• **Excerpted text**:
Re: nios2 crash/hang in mainline due to 'lib: update LZ4 compressor module'

From: Tobias Klauser
Date: Thu Mar 02 2017 - 08:31:38 EST


On 2017-03-01 at 23:50:03 +0100, Sandra Loosemore <sandra@xxxxxxxxxxxxxxxx> wrote:
> On 03/01/2017 11:58 AM, Sven Schmidt wrote:
> >Hi Guenter, Tobias and Sandra,
> >
> >thanks for your effort here.
> >
> >On Tue, Feb 28, 2017 at 10:14:13AM -0800, Guenter Roeck wrote:
> >>On Tue, Feb 28, 2017 at 10:53:56AM -0700, Sandra Loosemore wrote:
> >>>On 02/28/2017 08:53 AM, Tobias Klauser wrote:
> >>>>(adding Sandra Loosemore to Cc due to possible relation to gcc/binutils
> >>>>for nios2)

• **Exercise instructions**:
1 - Decide whether each of these statements agrees with the mailing list reply, answering yes or no and quoting the deciding words of the reply: (a) The message was sent by Tobias Klauser. (b) Sandra Loosemore was added to Cc because of a possible relation to gcc/binutils. (c) Sven Schmidt wrote his message on February 28, 2017.
2 - Return the part of the mailing list reply from "On 2017-03-01 at" up to and including "your effort here.", copied exactly.

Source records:
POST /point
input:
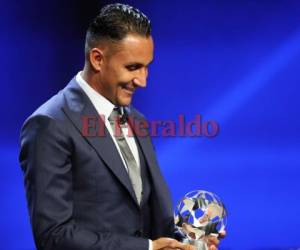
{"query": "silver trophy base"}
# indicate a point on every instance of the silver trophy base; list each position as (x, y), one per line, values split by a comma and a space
(199, 244)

• **Full answers**:
1 -
(a) Yes: "From: Tobias Klauser"
(b) Yes: "adding Sandra Loosemore to Cc due to possible relation to gcc/binutils"
(c) No: "On 03/01/2017 11:58 AM, Sven Schmidt wrote:"

2 -
On 2017-03-01 at 23:50:03 +0100, Sandra Loosemore <sandra@xxxxxxxxxxxxxxxx> wrote:
> On 03/01/2017 11:58 AM, Sven Schmidt wrote:
> >Hi Guenter, Tobias and Sandra,
> >
> >thanks for your effort here.